(Dataset rows on where objects appear)
----------------
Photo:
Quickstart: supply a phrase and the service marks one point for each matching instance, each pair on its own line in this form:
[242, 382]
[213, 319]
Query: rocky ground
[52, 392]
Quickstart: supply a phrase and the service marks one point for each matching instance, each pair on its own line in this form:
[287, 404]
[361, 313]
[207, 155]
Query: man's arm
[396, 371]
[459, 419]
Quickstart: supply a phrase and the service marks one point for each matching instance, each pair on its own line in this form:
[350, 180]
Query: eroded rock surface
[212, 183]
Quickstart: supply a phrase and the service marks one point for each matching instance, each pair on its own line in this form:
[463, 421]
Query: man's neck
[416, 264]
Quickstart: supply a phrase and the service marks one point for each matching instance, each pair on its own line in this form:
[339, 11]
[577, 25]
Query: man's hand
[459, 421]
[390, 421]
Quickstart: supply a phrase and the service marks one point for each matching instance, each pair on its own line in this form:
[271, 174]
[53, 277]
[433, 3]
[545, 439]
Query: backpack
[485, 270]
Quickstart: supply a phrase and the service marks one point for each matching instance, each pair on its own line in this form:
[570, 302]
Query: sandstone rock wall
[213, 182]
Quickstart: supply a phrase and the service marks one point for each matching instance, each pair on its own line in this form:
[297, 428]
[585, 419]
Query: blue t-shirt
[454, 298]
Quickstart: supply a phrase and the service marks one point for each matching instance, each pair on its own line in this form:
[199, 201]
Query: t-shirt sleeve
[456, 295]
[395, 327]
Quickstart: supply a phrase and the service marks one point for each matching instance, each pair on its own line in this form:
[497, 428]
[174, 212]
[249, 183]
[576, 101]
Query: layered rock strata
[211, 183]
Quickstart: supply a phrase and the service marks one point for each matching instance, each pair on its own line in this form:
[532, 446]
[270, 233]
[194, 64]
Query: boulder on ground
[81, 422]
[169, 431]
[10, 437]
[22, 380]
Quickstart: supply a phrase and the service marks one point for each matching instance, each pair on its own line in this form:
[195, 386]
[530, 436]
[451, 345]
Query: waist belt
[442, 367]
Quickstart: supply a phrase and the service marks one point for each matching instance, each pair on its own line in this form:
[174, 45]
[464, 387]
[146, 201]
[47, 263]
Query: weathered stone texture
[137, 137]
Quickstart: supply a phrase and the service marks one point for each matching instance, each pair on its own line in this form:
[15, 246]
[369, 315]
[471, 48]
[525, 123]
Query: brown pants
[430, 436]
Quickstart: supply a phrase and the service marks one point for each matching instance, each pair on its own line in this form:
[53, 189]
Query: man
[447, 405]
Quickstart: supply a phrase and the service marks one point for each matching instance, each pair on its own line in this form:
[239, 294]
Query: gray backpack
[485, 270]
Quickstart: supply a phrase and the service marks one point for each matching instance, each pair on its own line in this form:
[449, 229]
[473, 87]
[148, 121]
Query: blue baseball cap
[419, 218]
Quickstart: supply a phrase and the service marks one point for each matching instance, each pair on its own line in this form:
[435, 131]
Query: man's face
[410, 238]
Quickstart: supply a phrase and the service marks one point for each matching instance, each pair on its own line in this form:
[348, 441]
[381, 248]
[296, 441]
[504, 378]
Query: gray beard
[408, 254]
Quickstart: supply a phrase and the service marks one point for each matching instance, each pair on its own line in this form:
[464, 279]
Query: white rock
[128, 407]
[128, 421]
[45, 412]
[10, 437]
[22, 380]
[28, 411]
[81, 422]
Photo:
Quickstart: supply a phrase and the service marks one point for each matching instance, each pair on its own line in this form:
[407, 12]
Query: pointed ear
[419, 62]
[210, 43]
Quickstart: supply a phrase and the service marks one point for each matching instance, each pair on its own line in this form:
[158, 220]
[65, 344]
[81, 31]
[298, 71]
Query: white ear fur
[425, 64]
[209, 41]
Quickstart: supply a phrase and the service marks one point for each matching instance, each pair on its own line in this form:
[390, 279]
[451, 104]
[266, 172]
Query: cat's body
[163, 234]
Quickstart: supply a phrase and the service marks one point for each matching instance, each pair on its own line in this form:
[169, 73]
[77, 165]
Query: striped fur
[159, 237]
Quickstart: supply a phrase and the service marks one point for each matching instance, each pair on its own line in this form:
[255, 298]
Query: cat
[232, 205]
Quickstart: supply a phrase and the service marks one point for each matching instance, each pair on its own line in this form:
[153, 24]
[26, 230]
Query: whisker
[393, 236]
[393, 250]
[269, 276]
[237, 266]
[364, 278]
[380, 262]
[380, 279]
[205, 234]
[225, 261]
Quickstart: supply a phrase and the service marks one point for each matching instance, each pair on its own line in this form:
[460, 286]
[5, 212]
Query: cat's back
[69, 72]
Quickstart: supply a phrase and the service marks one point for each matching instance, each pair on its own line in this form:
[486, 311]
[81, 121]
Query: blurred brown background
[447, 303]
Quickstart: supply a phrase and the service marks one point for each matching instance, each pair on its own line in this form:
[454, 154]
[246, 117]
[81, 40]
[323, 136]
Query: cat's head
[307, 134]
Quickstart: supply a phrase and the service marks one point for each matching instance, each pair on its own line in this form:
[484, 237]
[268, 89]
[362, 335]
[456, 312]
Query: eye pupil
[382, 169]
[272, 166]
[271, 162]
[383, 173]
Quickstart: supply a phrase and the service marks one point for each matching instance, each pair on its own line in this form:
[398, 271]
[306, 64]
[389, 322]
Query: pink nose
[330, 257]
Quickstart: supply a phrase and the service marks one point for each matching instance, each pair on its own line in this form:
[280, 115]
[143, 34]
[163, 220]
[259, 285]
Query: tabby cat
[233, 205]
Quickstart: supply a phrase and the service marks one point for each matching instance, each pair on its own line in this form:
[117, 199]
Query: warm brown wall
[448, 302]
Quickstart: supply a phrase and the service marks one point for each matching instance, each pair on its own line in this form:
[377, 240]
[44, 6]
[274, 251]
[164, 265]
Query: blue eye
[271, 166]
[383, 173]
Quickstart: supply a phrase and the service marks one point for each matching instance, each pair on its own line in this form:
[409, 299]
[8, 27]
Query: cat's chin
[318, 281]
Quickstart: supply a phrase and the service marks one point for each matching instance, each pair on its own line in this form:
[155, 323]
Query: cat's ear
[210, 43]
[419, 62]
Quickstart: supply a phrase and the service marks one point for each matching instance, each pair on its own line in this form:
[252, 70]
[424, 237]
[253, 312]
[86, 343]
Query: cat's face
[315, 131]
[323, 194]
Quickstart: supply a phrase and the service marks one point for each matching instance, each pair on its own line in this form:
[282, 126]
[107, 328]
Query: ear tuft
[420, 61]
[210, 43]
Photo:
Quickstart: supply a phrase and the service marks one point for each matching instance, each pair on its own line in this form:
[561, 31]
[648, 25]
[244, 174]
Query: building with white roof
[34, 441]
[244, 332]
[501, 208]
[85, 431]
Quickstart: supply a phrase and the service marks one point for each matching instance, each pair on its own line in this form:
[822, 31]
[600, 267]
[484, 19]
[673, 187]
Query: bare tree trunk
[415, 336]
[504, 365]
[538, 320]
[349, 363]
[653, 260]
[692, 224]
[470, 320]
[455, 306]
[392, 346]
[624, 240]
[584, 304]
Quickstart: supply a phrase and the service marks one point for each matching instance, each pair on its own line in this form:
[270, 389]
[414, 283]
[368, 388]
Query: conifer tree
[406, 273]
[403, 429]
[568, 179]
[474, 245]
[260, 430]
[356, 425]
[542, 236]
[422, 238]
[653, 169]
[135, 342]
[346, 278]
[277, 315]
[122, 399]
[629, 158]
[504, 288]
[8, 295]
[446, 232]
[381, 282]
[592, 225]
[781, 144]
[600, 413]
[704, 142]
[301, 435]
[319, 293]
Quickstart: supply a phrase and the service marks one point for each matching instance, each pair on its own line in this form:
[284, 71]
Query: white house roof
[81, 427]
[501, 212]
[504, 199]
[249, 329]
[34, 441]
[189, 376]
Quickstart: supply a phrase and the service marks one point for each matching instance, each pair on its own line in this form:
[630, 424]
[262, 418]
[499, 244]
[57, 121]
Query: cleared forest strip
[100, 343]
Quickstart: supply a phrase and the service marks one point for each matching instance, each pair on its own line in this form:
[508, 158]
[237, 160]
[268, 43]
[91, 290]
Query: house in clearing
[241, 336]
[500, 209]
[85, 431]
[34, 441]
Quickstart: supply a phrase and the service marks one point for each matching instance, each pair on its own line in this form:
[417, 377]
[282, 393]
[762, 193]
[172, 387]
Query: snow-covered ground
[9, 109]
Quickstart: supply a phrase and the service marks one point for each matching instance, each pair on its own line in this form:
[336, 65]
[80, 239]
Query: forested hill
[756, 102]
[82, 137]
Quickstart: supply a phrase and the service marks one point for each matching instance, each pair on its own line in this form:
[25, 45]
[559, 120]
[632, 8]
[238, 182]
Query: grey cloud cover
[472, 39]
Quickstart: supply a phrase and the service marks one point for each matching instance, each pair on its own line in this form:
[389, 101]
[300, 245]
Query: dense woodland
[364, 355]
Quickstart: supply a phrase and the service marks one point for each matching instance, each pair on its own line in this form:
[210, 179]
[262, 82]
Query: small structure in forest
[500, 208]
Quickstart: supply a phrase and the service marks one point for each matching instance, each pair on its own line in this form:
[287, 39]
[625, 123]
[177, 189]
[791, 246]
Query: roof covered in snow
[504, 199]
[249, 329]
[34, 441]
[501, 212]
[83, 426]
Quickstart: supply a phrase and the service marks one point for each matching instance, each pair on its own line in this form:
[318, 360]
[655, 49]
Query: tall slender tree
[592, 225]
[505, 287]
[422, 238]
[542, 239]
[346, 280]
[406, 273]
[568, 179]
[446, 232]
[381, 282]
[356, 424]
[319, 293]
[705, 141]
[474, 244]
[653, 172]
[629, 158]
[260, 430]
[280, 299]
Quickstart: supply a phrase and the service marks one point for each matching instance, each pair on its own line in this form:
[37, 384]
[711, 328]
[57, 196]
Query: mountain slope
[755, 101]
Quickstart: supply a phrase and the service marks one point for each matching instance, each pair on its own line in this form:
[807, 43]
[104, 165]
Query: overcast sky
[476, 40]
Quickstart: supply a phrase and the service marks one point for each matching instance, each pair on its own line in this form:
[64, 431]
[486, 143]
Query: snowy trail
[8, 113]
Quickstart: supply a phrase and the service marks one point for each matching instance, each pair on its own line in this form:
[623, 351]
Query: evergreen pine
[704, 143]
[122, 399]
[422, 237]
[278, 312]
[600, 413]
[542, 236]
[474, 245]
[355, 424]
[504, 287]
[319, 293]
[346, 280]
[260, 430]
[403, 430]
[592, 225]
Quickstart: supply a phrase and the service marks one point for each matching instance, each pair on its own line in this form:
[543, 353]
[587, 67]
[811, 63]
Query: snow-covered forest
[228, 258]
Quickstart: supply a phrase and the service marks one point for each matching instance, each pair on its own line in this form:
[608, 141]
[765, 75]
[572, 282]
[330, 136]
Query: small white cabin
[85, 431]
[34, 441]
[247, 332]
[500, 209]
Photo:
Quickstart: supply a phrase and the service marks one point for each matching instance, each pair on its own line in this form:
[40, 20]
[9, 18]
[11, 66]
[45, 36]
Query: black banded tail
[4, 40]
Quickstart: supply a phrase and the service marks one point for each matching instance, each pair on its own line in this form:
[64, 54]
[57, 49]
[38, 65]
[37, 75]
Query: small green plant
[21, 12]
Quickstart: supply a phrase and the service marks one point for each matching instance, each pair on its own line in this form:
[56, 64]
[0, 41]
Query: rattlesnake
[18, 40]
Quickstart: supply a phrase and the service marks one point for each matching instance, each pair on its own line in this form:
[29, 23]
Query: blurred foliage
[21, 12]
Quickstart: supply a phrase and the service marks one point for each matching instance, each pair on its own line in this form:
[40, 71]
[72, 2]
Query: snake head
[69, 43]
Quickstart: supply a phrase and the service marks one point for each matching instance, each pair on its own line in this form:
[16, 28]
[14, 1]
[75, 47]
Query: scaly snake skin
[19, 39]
----------------
Please state how many lines of the rows above contain the word "wall", counting case as significant. Reply with the number alone.

Written answer
2